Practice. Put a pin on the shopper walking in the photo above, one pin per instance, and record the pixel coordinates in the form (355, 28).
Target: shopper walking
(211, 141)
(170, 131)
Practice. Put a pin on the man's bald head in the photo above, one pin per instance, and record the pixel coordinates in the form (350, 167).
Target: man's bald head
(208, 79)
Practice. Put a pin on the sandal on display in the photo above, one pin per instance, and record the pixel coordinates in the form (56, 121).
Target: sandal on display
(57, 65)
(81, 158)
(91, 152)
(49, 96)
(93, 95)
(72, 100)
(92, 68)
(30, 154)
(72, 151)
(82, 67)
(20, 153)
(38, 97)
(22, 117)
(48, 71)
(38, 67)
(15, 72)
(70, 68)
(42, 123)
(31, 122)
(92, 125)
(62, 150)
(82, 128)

======

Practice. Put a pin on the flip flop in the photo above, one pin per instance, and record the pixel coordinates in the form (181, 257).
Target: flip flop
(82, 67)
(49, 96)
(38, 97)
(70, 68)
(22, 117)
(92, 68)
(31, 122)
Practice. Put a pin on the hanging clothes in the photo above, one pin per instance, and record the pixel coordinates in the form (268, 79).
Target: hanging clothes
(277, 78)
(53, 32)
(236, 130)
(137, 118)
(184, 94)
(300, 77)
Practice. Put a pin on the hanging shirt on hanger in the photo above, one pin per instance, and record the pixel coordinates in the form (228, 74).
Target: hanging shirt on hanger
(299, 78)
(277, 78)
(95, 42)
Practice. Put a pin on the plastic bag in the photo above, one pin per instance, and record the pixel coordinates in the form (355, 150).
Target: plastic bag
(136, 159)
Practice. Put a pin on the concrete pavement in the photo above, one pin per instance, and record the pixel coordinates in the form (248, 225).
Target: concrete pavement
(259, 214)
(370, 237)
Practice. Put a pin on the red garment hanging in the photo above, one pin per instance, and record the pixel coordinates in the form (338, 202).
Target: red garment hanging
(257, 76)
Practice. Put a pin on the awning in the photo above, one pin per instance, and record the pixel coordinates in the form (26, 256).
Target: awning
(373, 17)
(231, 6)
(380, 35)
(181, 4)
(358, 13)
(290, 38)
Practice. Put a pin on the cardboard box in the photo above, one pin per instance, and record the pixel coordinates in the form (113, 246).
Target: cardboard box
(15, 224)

======

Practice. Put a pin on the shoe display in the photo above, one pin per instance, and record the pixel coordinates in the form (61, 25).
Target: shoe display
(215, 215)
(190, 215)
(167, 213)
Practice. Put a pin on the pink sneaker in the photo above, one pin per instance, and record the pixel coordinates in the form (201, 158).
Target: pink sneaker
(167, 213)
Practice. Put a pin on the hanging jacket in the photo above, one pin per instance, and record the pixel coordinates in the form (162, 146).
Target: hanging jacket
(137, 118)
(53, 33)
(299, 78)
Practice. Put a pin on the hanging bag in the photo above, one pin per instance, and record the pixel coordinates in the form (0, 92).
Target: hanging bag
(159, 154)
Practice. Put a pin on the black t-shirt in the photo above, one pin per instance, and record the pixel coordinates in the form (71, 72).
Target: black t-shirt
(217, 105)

======

WORK ITEM: All that should be written out is the stretch of lines above between the one holding "Practice. Put a pin on the shopper" and the one holding "Practice. Put a pin on the man's", inclusive, exactly as given.

RESULT OF THIS TASK:
Practice. Put a pin on the shopper walking in the photo above, one pin per instance, and record the pixel coordinates in the form (355, 28).
Target: shopper walking
(211, 141)
(170, 131)
Practice. Put a pin on the man's bald head in the photo above, one pin per instance, and record the pixel coordinates in the form (350, 167).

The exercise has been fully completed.